## THE DATA
======

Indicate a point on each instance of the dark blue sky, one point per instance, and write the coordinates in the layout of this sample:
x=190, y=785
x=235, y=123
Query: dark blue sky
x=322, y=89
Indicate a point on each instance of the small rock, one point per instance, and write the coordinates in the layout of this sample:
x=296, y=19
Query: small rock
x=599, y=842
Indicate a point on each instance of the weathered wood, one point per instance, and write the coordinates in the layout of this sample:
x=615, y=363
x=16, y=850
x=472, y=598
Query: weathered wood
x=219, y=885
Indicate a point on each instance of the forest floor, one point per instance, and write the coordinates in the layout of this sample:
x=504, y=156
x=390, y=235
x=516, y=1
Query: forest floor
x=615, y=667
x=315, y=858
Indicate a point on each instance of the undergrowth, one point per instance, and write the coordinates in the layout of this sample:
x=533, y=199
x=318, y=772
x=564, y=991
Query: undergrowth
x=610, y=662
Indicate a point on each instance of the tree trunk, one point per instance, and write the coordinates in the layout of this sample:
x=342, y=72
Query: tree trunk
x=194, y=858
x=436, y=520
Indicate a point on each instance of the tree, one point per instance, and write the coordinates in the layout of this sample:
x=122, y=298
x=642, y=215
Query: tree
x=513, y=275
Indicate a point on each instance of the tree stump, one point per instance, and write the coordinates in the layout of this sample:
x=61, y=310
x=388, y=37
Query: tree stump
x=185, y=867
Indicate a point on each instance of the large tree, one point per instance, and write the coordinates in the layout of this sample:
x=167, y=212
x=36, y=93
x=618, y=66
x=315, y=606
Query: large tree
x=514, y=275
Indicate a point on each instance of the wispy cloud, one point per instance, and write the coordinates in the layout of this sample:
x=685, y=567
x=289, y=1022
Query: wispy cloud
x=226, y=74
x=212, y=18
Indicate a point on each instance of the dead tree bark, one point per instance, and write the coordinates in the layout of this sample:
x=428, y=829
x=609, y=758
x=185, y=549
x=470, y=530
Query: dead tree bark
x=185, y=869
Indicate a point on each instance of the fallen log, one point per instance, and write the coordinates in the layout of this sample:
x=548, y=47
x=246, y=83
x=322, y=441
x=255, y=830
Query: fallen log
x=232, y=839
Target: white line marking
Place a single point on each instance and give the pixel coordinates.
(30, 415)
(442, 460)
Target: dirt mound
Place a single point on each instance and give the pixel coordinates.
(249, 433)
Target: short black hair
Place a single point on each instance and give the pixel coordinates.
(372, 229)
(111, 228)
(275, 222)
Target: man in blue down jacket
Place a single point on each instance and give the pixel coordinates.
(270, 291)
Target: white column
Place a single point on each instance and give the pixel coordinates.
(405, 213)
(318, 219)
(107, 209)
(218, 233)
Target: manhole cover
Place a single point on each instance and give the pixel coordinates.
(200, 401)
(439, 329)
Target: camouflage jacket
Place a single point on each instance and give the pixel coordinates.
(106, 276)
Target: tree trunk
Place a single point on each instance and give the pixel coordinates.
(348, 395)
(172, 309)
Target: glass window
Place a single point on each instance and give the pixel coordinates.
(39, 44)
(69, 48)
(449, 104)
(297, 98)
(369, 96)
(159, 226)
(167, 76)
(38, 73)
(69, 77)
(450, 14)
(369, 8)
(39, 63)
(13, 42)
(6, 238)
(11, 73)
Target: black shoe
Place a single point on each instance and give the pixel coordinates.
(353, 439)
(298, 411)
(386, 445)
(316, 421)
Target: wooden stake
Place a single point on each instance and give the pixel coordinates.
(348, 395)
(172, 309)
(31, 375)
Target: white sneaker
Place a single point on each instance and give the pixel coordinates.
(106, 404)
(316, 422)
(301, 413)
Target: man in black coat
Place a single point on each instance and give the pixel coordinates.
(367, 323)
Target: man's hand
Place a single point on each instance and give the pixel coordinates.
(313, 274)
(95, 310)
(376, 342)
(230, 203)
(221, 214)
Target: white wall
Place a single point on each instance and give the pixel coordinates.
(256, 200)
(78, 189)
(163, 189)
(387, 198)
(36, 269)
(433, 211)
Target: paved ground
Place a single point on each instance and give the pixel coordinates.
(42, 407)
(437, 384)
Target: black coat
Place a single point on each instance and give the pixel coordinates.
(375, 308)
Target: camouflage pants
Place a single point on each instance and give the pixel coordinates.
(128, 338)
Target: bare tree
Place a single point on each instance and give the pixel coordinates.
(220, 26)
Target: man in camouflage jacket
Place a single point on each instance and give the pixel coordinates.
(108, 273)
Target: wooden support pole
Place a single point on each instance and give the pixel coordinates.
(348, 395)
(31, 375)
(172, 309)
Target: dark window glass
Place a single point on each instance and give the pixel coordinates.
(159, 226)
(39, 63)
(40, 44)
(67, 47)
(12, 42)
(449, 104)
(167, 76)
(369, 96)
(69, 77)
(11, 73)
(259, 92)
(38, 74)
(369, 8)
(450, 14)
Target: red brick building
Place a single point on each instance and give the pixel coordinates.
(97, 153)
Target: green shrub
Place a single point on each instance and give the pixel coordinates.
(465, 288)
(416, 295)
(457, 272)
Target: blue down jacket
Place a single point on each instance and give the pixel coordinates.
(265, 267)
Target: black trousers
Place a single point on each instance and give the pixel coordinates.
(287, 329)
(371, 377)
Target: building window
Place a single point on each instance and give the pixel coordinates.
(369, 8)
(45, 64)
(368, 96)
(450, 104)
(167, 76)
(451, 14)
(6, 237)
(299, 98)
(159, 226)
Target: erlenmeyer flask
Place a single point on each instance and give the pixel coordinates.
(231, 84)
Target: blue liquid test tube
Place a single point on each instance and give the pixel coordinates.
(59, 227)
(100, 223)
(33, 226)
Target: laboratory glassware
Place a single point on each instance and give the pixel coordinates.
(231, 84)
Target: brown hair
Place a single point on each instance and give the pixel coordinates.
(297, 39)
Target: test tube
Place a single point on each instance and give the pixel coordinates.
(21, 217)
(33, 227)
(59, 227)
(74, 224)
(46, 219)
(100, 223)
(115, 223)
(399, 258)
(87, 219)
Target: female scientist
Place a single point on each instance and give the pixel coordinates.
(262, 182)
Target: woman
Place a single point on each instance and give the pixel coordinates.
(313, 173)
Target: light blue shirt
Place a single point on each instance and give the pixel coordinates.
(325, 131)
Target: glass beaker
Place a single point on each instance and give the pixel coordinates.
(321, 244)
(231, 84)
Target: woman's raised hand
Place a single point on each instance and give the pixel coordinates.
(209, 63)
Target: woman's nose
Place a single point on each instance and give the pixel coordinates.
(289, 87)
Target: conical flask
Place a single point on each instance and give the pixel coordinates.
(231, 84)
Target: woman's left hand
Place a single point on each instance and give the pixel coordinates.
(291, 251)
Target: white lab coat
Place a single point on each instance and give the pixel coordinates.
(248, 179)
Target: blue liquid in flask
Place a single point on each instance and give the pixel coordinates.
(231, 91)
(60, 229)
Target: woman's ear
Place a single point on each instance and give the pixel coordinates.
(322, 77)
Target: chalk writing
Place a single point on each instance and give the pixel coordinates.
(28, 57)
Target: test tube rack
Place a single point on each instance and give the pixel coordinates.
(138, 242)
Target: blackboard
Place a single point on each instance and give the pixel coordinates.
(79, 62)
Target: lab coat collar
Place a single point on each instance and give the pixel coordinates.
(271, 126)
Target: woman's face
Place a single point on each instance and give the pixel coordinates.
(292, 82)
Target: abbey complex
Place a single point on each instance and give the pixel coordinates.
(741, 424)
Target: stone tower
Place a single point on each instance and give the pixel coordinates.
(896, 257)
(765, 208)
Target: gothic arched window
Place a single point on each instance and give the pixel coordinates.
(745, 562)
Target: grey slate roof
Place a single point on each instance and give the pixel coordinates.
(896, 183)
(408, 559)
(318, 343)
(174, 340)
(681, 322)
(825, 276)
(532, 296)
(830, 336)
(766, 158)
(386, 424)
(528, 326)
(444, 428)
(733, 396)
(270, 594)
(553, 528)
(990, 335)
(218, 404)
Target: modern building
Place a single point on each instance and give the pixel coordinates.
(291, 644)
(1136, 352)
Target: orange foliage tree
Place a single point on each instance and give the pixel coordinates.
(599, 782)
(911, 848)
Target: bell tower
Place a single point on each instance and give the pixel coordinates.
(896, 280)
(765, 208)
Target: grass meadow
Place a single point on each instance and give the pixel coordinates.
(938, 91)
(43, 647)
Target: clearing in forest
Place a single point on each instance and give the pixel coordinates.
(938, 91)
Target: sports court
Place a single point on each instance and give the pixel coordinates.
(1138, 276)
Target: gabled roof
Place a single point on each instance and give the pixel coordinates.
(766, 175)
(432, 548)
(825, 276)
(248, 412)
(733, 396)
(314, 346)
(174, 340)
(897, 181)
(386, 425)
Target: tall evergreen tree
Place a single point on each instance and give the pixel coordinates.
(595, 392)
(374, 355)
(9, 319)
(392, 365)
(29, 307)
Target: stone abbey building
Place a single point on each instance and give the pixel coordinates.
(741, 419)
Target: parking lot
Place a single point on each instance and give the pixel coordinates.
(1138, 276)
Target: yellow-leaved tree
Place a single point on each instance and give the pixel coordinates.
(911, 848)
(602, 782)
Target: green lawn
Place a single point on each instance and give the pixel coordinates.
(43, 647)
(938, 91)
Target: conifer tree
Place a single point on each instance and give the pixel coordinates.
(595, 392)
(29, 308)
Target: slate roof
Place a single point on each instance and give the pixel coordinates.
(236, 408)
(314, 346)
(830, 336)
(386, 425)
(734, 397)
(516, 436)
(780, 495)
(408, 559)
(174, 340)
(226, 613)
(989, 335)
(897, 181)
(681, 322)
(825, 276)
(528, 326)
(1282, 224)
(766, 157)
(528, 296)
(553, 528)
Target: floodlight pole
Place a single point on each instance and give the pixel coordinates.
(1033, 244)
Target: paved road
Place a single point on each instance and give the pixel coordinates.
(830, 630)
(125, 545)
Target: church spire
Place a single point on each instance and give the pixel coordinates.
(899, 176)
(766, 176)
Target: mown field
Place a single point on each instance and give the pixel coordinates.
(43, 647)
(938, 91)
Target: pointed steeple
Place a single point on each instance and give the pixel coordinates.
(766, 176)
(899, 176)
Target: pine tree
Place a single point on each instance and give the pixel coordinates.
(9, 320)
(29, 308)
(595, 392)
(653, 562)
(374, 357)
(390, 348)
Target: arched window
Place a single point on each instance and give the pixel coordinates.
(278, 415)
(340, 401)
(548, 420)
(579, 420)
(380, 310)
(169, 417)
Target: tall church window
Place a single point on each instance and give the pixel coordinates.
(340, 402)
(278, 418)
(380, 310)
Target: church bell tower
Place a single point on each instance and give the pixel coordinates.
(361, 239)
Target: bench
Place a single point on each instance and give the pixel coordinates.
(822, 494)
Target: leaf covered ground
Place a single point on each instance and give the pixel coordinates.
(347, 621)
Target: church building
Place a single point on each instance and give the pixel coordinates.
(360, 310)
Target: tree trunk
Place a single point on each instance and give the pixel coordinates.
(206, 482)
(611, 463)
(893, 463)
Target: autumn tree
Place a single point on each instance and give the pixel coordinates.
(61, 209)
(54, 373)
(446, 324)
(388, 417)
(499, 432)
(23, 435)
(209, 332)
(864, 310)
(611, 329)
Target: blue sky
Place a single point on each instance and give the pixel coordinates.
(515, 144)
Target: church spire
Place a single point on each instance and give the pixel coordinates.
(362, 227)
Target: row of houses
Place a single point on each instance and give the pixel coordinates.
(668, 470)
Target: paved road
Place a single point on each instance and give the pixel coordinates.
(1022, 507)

======

Everything in the material above from the line that has "x=388, y=37" through the line that has "x=289, y=1022" must be duplicated exactly, with no other lines given.

x=388, y=37
Query: tree stump
x=185, y=867
Indicate a point on each instance of the large tree, one point per instance, and write the coordinates in the layout of this sample:
x=167, y=212
x=36, y=93
x=618, y=66
x=315, y=606
Query: large tree
x=514, y=275
Indicate a point on each instance of the wispy cloud, one point per instance, and write the coordinates in the layout of this sample:
x=685, y=567
x=289, y=1022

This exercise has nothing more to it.